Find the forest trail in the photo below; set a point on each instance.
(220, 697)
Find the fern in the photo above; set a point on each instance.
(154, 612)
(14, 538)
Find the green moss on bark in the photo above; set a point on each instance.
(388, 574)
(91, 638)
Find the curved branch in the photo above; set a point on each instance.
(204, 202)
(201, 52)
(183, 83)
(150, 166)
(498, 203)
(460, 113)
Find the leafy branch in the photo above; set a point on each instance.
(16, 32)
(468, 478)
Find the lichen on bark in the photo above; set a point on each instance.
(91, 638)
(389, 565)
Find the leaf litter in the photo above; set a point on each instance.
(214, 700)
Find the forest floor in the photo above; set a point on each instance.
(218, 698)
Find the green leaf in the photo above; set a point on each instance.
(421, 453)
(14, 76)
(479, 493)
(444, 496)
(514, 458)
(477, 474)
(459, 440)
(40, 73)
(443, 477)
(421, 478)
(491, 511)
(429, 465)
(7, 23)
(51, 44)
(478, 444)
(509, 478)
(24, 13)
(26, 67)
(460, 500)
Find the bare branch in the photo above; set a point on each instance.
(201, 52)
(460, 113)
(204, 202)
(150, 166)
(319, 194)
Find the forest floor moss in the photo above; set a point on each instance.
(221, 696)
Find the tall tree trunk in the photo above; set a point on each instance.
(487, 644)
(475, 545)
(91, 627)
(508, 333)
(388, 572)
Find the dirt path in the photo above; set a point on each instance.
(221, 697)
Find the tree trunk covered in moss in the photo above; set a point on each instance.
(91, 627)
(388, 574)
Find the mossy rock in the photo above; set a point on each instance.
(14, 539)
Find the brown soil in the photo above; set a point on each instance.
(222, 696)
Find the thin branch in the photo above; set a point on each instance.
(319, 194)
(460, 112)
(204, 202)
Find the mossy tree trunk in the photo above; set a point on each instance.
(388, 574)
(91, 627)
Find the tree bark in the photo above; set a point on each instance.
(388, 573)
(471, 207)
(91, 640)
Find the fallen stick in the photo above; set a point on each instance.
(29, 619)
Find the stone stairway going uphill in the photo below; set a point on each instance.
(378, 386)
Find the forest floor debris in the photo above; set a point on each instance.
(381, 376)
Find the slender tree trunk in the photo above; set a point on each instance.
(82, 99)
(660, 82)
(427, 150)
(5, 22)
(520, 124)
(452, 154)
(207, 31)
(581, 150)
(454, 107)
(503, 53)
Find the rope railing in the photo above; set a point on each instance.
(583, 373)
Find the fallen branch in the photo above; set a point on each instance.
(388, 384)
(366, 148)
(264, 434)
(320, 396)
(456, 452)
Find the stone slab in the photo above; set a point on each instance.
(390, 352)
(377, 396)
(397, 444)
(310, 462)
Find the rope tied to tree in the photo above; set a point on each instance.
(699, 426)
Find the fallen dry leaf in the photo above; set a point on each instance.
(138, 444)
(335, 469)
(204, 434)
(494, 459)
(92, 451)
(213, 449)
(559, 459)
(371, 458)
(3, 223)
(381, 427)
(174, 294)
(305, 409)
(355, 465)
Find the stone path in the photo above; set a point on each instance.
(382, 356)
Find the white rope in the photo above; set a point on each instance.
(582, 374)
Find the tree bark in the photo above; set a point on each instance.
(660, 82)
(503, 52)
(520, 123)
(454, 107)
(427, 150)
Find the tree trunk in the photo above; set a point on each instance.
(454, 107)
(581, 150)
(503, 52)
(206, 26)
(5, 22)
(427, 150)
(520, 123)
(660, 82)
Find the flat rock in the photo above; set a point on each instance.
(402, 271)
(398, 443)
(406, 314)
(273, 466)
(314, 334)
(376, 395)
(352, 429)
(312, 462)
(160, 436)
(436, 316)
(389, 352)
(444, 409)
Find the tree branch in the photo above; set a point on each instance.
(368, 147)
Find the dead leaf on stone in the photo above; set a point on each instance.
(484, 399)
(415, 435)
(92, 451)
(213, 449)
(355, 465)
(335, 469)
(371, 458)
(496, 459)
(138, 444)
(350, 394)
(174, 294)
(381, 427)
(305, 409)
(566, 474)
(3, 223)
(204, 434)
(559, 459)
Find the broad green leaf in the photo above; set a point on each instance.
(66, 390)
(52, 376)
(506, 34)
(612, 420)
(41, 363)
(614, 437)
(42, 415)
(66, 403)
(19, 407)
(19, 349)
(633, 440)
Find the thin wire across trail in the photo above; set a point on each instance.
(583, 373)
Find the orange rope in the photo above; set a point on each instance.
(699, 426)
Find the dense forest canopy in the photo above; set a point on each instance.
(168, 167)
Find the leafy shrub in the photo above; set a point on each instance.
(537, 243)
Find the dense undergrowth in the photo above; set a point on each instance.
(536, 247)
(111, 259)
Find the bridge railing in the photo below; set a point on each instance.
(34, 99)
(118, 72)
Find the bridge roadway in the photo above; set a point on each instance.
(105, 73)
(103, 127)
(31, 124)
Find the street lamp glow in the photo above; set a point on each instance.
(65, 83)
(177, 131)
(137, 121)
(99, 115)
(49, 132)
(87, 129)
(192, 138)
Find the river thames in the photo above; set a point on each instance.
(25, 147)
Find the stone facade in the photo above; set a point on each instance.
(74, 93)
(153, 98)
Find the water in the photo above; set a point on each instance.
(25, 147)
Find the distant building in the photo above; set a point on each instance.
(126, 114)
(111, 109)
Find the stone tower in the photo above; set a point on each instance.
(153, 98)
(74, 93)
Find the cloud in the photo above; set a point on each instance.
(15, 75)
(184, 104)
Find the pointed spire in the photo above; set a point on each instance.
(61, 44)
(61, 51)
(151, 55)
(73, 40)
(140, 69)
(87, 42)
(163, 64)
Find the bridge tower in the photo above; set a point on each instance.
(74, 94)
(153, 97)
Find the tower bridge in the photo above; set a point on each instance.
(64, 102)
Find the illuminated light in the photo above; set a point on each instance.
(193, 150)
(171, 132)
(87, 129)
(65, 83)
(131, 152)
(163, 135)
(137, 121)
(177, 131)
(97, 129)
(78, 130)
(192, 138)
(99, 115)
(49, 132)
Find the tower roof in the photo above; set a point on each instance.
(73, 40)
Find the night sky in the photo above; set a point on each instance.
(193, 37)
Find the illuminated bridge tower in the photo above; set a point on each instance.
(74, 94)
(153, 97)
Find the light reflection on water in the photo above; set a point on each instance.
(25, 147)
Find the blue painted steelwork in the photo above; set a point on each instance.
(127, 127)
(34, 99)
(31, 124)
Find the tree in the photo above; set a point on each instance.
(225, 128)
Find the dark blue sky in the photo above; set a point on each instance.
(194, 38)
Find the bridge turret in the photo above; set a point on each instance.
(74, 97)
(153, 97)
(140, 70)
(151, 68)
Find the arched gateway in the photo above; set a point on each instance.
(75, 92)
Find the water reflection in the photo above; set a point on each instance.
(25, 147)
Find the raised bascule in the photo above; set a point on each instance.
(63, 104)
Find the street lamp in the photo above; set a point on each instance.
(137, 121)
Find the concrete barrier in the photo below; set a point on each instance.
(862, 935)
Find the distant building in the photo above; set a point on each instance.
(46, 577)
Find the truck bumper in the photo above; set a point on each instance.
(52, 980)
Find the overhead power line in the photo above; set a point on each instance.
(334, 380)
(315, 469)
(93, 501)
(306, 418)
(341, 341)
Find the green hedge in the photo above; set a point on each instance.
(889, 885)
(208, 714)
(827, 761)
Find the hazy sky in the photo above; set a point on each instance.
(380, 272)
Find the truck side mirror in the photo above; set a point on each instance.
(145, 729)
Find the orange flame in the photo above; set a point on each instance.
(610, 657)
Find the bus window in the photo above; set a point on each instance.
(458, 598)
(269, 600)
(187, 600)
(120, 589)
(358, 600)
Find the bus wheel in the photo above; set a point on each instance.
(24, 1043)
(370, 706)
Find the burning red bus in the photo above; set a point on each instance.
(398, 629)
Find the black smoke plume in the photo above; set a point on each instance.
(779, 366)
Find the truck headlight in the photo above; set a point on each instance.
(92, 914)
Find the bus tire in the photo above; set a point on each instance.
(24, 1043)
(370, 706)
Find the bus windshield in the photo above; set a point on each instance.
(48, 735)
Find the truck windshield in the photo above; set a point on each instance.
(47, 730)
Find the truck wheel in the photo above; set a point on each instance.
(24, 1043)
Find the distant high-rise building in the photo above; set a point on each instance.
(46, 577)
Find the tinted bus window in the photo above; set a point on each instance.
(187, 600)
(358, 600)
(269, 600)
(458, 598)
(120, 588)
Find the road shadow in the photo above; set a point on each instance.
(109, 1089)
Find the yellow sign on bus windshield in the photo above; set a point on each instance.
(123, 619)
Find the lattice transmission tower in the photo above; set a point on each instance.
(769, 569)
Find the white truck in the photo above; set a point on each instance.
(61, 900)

+++++

#### Aim
Reproduce word for word the lines that begin at the line containing "Find the road" and run through the final line.

#### Result for this exercise
Find the road shadow in the photo above; set a point on each instance.
(109, 1089)
Find the yellow sign on bus windshield in the photo above; set a point on each instance.
(123, 619)
Find the lattice transmission tower in the photo above; set a point on each instance.
(769, 569)
Find the white truck in the photo above; set a point on each instance.
(61, 900)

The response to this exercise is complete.